Switch "gray" to "charcoal" in the listing from the line containing "Outline all occurrences of upholstered" up to and including the line containing "[136,54,311,262]". Reproduce only those lines, with everything else unchanged.
<<<<
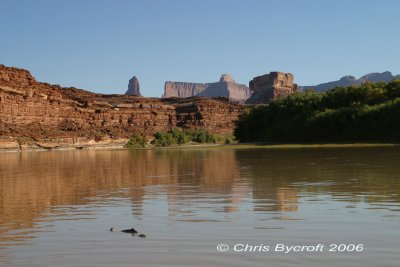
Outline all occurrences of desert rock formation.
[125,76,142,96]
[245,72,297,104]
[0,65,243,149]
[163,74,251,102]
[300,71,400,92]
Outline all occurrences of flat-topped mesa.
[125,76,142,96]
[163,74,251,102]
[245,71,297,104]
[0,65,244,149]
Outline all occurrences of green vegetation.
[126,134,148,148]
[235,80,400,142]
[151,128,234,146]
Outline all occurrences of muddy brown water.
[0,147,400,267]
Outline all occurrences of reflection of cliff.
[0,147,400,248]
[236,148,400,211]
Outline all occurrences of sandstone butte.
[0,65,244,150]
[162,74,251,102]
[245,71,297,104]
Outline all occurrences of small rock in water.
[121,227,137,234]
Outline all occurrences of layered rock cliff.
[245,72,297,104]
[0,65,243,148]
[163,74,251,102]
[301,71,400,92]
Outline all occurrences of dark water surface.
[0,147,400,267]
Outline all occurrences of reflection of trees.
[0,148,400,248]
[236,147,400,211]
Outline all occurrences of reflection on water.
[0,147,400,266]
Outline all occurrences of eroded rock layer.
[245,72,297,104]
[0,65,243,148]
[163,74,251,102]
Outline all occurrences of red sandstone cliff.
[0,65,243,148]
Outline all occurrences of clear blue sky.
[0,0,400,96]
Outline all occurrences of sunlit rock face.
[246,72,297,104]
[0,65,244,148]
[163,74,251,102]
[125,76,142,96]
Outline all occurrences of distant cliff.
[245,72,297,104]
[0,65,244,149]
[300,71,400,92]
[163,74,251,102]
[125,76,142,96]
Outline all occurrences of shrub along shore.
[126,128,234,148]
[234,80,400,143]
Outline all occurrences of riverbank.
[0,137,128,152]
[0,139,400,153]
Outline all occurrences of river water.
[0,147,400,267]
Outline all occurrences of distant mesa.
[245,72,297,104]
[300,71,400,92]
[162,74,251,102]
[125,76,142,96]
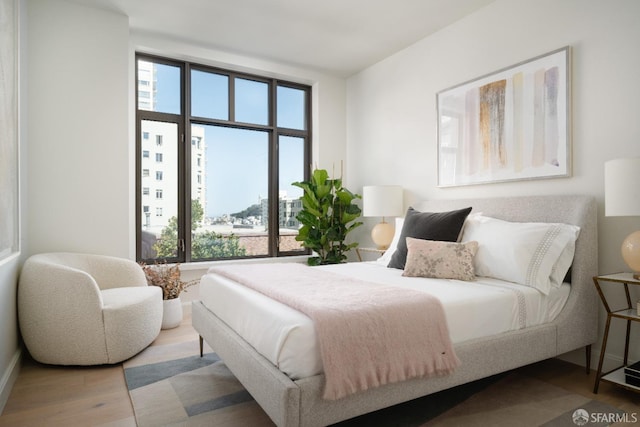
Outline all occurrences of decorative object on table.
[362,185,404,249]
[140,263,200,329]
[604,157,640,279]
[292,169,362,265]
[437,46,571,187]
>>>>
<<<<
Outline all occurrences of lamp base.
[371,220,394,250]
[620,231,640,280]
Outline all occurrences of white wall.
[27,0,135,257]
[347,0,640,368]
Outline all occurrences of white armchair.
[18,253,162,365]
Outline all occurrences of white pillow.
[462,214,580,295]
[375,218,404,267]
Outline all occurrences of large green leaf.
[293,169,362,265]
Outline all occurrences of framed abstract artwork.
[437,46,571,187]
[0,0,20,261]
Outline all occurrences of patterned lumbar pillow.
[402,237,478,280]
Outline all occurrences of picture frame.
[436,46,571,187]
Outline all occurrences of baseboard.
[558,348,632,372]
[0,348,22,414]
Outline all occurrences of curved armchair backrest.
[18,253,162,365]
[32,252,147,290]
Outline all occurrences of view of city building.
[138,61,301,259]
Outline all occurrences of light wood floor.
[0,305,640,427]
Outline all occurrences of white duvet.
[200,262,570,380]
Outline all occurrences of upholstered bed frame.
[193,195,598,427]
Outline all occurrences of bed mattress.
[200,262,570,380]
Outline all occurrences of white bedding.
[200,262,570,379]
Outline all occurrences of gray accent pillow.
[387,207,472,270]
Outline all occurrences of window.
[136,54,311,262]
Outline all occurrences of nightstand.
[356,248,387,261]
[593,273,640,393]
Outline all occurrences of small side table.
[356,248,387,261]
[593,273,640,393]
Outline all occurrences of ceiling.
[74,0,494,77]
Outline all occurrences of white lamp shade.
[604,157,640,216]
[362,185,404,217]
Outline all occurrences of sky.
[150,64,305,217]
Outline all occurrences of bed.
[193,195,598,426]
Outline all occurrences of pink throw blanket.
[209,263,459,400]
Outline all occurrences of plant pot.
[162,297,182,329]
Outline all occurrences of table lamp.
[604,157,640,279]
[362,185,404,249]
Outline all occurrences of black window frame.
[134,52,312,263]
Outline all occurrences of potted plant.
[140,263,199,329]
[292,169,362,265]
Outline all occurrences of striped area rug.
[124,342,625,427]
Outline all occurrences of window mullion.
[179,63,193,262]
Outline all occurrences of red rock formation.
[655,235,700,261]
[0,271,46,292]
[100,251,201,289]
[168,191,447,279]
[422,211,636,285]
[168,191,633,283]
>>>>
Answer to this exercise:
Outline all occurrences of upholstered bed frame.
[193,195,598,427]
Outline all occurrences of bed mattress.
[200,262,570,380]
Outline all occurrences of white bedding.
[200,262,570,379]
Outline all occurrences of charcoal accent pillow.
[387,207,472,270]
Outline all occurrences of window.
[136,54,311,262]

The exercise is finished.